WHAT NEEDS TO BE DONE — Can you copy the listing from its start through the line containing "[281,277,355,307]", substituting "pinky" for every "thumb" and changing nothing else? Leave the pictures out of your copy.

Image box annotation records —
--- begin ---

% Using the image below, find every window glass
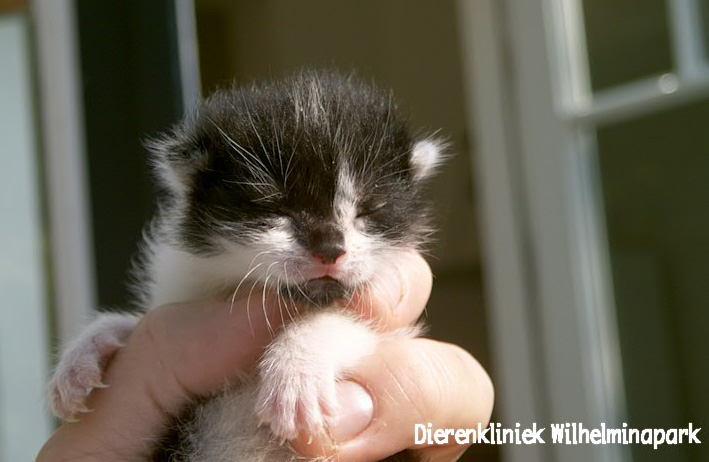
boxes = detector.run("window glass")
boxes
[583,0,672,90]
[598,102,709,461]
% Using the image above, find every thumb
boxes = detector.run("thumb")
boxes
[292,338,494,462]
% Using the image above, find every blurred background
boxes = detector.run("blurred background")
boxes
[0,0,709,462]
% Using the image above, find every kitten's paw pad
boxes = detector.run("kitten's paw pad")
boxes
[49,332,123,422]
[256,371,337,443]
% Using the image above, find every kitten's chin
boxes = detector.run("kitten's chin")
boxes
[281,277,355,307]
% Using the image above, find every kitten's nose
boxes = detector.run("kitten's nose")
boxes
[313,245,347,265]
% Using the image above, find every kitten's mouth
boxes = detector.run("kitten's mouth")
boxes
[286,276,354,307]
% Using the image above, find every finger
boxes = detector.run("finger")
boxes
[293,339,494,462]
[349,251,433,330]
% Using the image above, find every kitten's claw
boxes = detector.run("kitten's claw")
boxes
[256,367,337,444]
[49,315,137,422]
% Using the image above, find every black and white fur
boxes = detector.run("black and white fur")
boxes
[50,72,442,462]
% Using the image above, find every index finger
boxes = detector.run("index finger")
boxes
[347,251,433,330]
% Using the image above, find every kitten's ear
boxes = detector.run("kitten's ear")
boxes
[411,138,446,181]
[144,123,207,194]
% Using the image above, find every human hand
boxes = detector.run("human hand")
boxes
[37,254,493,462]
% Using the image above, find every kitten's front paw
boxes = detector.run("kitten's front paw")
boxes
[256,364,337,444]
[49,332,123,422]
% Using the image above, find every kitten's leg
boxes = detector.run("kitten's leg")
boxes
[49,313,138,421]
[256,312,410,442]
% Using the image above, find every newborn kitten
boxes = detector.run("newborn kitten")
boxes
[50,72,441,462]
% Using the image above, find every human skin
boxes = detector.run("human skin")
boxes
[36,254,494,462]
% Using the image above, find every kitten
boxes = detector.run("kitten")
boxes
[50,71,442,462]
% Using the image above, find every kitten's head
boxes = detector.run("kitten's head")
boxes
[150,72,442,305]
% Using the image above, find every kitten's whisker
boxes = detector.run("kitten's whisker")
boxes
[229,258,270,314]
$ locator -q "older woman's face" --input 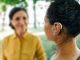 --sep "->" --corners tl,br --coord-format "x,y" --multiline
11,11 -> 28,31
44,17 -> 54,40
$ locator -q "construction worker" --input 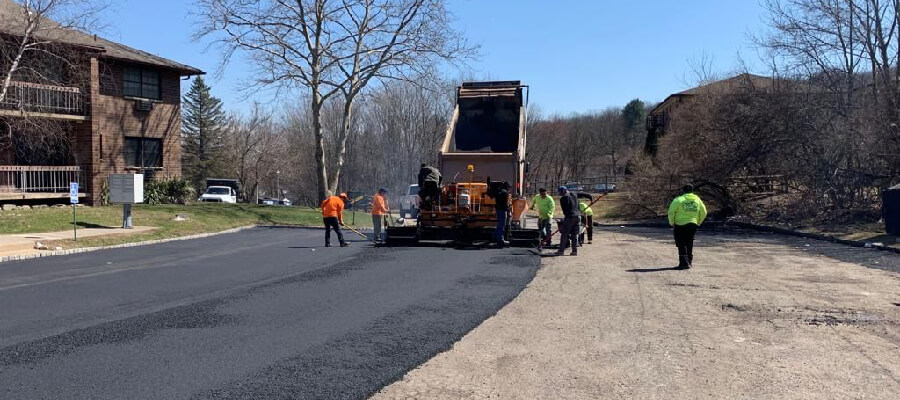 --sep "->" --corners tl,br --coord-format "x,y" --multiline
556,186 -> 581,256
669,184 -> 706,269
531,188 -> 556,244
372,188 -> 390,242
578,201 -> 594,244
419,163 -> 443,210
492,182 -> 509,247
322,191 -> 350,247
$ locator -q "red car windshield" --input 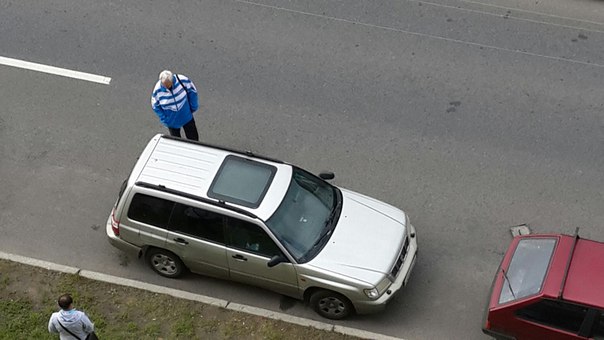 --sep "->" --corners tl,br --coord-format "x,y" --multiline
499,238 -> 556,303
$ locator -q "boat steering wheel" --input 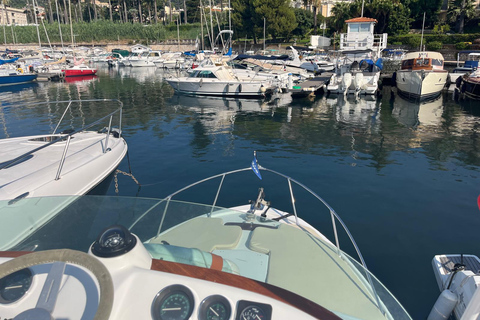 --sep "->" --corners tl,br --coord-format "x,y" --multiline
0,249 -> 114,320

--- end ---

OUTPUT FOR THIS TASK —
% Using the image below, find every window glass
boxes = detector.run("window glass")
boxes
[583,0,672,90]
[598,102,709,461]
% Using the image above, find every pinky
boxes = detector.run("pinky")
boxes
[292,338,494,462]
% Using the image above, find every blurred background
boxes = detector.run("blurred background")
boxes
[0,0,709,462]
% Using the image above, find every kitten's paw pad
boxes = detector.run("kitten's paw pad")
boxes
[49,332,123,422]
[256,371,337,443]
% Using the image above, find every kitten's chin
boxes = detector.run("kitten's chin")
boxes
[281,277,355,307]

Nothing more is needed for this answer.